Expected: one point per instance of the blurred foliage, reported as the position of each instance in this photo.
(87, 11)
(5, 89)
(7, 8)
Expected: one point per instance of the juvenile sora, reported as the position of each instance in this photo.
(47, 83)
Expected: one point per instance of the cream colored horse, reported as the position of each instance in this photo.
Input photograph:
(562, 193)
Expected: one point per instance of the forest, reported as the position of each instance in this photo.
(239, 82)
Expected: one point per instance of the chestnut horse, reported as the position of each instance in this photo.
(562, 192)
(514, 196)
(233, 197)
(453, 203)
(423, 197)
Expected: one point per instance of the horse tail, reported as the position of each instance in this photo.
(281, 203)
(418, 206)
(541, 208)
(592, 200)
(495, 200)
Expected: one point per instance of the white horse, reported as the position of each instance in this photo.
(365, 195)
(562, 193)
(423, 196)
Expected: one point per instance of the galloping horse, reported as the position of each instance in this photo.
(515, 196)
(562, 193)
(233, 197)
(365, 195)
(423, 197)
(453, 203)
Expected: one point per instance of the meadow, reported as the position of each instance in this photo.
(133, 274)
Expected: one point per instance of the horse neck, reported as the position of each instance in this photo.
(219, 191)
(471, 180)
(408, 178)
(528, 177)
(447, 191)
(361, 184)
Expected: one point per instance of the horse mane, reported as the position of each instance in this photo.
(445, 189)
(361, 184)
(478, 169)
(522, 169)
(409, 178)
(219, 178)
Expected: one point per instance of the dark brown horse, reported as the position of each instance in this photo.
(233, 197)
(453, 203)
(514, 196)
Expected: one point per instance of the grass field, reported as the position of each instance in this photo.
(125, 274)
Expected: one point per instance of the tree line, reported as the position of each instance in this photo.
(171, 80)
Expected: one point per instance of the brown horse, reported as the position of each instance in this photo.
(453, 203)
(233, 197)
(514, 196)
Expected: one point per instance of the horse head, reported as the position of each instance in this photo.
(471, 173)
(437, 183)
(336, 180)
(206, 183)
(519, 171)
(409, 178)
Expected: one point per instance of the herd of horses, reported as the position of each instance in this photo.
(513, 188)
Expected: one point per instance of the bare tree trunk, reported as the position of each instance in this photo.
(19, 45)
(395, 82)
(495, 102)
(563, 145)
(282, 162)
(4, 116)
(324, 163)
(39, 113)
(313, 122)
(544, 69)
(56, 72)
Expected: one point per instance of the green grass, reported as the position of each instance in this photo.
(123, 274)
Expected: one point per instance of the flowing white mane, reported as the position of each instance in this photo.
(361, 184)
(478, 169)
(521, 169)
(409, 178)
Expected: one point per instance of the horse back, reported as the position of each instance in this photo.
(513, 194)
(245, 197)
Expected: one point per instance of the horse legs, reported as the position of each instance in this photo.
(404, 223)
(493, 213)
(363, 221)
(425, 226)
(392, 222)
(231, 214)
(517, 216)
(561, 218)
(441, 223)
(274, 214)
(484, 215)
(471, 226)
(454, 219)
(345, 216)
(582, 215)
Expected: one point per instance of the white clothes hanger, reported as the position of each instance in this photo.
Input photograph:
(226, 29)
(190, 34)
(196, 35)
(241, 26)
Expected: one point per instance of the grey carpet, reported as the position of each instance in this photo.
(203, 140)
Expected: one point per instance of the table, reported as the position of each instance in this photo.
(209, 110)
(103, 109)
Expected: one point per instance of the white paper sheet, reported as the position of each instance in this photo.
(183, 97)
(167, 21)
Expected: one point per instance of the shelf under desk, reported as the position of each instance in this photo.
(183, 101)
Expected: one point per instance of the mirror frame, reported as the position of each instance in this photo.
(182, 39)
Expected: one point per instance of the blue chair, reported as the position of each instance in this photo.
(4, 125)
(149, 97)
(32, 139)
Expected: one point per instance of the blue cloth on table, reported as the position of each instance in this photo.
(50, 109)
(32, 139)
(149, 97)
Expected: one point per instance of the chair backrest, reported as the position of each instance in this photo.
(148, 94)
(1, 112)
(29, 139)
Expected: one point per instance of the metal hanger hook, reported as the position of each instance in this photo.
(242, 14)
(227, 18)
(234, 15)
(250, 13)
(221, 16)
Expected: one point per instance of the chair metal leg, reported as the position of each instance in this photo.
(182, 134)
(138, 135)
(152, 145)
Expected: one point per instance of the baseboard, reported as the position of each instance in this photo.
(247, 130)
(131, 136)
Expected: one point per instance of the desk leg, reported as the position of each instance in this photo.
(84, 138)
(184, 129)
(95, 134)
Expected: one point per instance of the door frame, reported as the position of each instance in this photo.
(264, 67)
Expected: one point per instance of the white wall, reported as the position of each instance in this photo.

ASSIGNMENT:
Print the data in full, with each line exactly as given.

TASK SOLUTION:
Expected: one point per instance of the blurred foliage, reported as the position of each instance in this photo.
(87, 11)
(5, 89)
(7, 8)
Expected: one point per instance of the juvenile sora, reported as the position of each instance in this photo.
(47, 83)
Expected: one point per instance of the cream colored horse, reported as the position of each instance in this photo.
Input photograph:
(562, 193)
Expected: one point per instance of the forest, reported as the position of each instance in this photo.
(239, 82)
Expected: one point per instance of the chestnut horse, reported as the position of each instance in this photo.
(562, 192)
(514, 196)
(233, 197)
(453, 203)
(423, 197)
Expected: one point per instance of the horse tail, reported as the position of each instance in this photo.
(281, 203)
(418, 206)
(541, 208)
(592, 200)
(495, 200)
Expected: one point per instance of the white horse, reported as the position of each instance in this photo.
(365, 195)
(562, 193)
(423, 196)
Expected: one point per instance of the galloping horse, reported as the position of each instance in this photo.
(515, 196)
(562, 193)
(233, 197)
(365, 195)
(423, 197)
(453, 203)
Expected: one point per instance of the meadow, reported as the position of each instance in this photo.
(133, 274)
Expected: one point per instance of the horse neck, reported as the position of each instance in this photo.
(219, 191)
(471, 180)
(408, 178)
(528, 177)
(447, 191)
(361, 184)
Expected: one point per instance of the horse mane, reported as the position of each instance in this photo.
(445, 189)
(361, 184)
(478, 169)
(522, 169)
(409, 178)
(219, 178)
Expected: one point per instance of the dark brown horse, reported as the position of each instance in this photo.
(233, 197)
(453, 203)
(514, 196)
Expected: one point per instance of the grass field, reported as the position of each instance in this photo.
(125, 274)
Expected: one point per instance of the tree line, reported as the position of each instance in this photo.
(171, 80)
Expected: one point per instance of the brown horse, reported as the position of each instance in this photo.
(453, 203)
(233, 197)
(514, 196)
Expected: one point per instance of the horse head, reported as the position of each instance in this photo.
(471, 173)
(437, 183)
(336, 180)
(206, 183)
(519, 171)
(409, 178)
Expected: one point per instance of the herd of horses, reported as the position of each instance in this photo.
(513, 188)
Expected: one point per instance of the bare tree trunk, reported as the position of each instance in this photo.
(19, 45)
(395, 82)
(495, 102)
(563, 145)
(282, 162)
(4, 116)
(324, 163)
(39, 113)
(313, 122)
(544, 69)
(56, 72)
Expected: one point per instance of the green grass, reported as the position of each instance in this photo.
(123, 274)
Expected: one point per instance of the flowing white mane, reported as the position of each instance in this photo.
(361, 184)
(478, 169)
(521, 169)
(409, 178)
Expected: one point per instance of the horse back, reported as the position of each instance in this photo.
(513, 194)
(245, 197)
Expected: one point per instance of the horse legs, reported as the position of each instance in this photo.
(404, 223)
(493, 213)
(363, 221)
(425, 226)
(392, 222)
(231, 214)
(517, 216)
(561, 218)
(441, 223)
(274, 214)
(484, 215)
(471, 226)
(454, 219)
(345, 216)
(582, 215)
Expected: one point per instance of the white clothes hanger, reported as the position of each instance in this photo.
Input photograph:
(226, 29)
(190, 34)
(196, 35)
(241, 26)
Expected: one point per instance of the grey carpet, reported as the position of each instance in this photo.
(203, 140)
Expected: one point per instance of the table, reported as the position of each instance in this photo.
(209, 110)
(103, 109)
Expected: one point per instance of the white paper sheet, reported as the position of each instance in this photo.
(183, 97)
(167, 21)
Expected: one point per instance of the shelf under desk, reported as the position of each instance in this photo.
(183, 101)
Expected: one point per instance of the mirror frame, reported as the position of each instance in this photo.
(182, 39)
Expected: one point per instance of the blue chair, reported as the position of each instance in this photo.
(4, 125)
(149, 97)
(32, 139)
Expected: one point per instance of the blue cloth on table, reported as the position of each instance in this photo.
(50, 109)
(32, 139)
(149, 97)
Expected: one point per instance of the chair backrest, reported as the position of each instance in this photo.
(148, 94)
(1, 112)
(29, 139)
Expected: one point per instance of the metal hanger hook, reported as the position of each instance in this photo.
(242, 14)
(227, 18)
(234, 15)
(250, 13)
(221, 16)
Expected: one point per instance of the chair metal leg, reported as the position of each instance in this photo.
(182, 134)
(138, 135)
(152, 145)
Expected: one point per instance of the baseboard, reported as the position of each instance in this photo.
(247, 130)
(131, 136)
Expected: one point per instance of the desk leg, reported as the position of each instance in this photo.
(84, 138)
(184, 129)
(95, 134)
Expected: one point per instance of the door frame, reported as the position of each instance in this photo.
(264, 67)
Expected: one point per instance of the white wall, reported as the position of each instance in this photo.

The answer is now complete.